======== EXTRACTO DE PÁGINA

El futuro presidente de Estados Unidos no tiene por qué apurarse. En enero de 2009 habrá decantado con más claridad lo que verdaderamente falló y cuáles son las respuestas pertinentes. En la agenda, probablemente, estará la conveniencia de avanzar hacia una regulación financiera integrada y a nivel federal —hoy los seguros son regulados y supervisados a nivel de cada estado—. Los derivados, hoy fuertemente desregulados, son candidatos a mayores controles. Las exigencias de capital de los bancos muy difícilmente podrán soslayarse en el futuro con cargo a los seguros de crédito que hoy han mostrado su colapso. En fin, incluso, es posible que el FMI renueve su disposición a convertirse en un regulador financiero a nivel global. En suma, las lecciones de la crisis de Wall Street inducen a pensar en una agenda regulatoria ambiciosa y determinante para el futuro de los mercados financieros. Así como una crisis global nos afecta a todos, las reacciones regulatorias resueltas en Washington tienen necesariamente un efecto extraterritorial.

Las elecciones en EE.UU. vienen en buen momento. Si bien fuerzan a apresurar las ideas programáticas fundamentales de lo que Obama o McCain piensen hacer al respecto, le dan al futuro presidente casi cuatro meses para elaborar propuestas necesariamente complejas, para luego contar con la fortaleza política del recién asumido para buscar su aprobación en el Congreso. Las evaluaciones críticas de la aplicación de la ley Sarbannes Oxley ayudarán a prevenir una reacción legal desproporcionada y contraproducente. Con todo, la magnitud de la crisis financiera y su impacto en los contribuyentes obligarán a revisar con prolijidad las causas profundas de lo ocurrido y a buscar soluciones inteligentes y eficaces. Ello puede llevar, incluso, a una nueva institucionalidad de regulación y supervisión a nivel global que aspire a superar las inconsistencias y limitaciones de los reguladores nacionales.

Después de la tormenta, entonces, vendrá la regulación.

================
======== FILAS EXTRAÍDAS

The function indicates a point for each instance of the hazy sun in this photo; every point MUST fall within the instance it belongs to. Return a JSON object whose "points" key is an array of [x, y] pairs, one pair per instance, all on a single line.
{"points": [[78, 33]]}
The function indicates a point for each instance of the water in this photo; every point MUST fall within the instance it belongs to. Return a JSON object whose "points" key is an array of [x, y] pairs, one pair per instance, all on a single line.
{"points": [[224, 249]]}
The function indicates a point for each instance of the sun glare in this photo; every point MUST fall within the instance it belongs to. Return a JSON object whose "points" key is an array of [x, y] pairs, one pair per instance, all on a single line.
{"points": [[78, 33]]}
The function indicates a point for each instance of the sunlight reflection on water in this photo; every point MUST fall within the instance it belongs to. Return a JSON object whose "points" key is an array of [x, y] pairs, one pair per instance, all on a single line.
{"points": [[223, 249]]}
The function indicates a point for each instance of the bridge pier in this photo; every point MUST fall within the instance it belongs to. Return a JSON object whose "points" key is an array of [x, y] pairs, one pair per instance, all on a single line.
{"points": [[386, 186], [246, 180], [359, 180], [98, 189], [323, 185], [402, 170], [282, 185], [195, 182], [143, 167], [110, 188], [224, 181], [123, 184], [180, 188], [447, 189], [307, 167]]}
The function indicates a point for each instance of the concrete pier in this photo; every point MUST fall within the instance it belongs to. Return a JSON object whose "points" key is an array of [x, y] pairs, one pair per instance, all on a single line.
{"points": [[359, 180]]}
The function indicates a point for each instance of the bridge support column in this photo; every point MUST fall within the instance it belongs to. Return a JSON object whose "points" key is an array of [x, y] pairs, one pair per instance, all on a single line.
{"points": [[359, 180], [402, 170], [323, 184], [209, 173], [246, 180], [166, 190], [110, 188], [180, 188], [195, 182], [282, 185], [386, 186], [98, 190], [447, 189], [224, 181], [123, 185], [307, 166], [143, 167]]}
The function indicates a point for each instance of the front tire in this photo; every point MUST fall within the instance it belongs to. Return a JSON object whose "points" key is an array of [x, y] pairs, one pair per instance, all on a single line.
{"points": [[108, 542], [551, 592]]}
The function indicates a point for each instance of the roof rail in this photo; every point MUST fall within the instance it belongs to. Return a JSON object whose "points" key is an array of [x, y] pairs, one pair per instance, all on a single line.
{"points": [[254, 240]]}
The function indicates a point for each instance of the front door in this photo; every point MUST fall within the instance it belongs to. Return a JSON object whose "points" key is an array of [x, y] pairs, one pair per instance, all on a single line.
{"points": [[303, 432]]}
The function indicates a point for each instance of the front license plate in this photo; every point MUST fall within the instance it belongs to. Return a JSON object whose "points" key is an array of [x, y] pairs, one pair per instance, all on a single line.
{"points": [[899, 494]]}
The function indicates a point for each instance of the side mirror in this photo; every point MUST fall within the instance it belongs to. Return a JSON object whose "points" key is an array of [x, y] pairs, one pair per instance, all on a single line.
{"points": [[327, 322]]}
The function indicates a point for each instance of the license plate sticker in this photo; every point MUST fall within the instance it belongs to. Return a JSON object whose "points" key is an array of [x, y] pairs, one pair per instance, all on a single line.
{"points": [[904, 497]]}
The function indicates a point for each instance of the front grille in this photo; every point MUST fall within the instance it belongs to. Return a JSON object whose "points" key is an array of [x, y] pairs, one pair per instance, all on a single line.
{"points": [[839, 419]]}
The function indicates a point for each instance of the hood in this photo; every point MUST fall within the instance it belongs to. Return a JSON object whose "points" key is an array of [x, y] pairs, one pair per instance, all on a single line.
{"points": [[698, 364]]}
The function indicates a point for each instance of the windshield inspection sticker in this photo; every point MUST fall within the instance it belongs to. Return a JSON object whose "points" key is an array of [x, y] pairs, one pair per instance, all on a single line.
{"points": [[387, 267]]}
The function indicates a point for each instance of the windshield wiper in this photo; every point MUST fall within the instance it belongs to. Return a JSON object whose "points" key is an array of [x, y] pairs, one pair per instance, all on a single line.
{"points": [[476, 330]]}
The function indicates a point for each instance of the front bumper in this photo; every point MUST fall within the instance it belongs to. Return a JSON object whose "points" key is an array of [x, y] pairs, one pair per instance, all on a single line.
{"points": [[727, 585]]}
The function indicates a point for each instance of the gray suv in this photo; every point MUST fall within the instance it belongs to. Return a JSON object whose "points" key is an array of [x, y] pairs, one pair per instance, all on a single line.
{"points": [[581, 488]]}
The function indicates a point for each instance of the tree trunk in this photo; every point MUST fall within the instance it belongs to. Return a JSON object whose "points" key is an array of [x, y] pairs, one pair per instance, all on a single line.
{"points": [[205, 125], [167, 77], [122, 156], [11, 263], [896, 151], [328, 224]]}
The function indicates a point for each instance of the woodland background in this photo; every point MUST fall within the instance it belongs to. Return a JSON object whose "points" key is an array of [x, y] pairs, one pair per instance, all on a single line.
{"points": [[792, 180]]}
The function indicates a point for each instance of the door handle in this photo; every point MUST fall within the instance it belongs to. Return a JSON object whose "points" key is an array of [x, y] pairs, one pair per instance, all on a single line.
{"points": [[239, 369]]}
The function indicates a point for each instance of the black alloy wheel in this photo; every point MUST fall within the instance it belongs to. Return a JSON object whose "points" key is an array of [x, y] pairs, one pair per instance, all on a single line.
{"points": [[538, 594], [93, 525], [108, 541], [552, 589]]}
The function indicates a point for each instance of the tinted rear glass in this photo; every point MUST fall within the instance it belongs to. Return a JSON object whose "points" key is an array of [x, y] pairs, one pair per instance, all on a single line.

================

¿Puedes reproducir tal cual, del texto sobre la regulación tras la crisis de Wall Street, todo lo que va desde "Las elecciones en" hasta "los reguladores nacionales."?

Las elecciones en EE.UU. vienen en buen momento. Si bien fuerzan a apresurar las ideas programáticas fundamentales de lo que Obama o McCain piensen hacer al respecto, le dan al futuro presidente casi cuatro meses para elaborar propuestas necesariamente complejas, para luego contar con la fortaleza política del recién asumido para buscar su aprobación en el Congreso. Las evaluaciones críticas de la aplicación de la ley Sarbannes Oxley ayudarán a prevenir una reacción legal desproporcionada y contraproducente. Con todo, la magnitud de la crisis financiera y su impacto en los contribuyentes obligarán a revisar con prolijidad las causas profundas de lo ocurrido y a buscar soluciones inteligentes y eficaces. Ello puede llevar, incluso, a una nueva institucionalidad de regulación y supervisión a nivel global que aspire a superar las inconsistencias y limitaciones de los reguladores nacionales.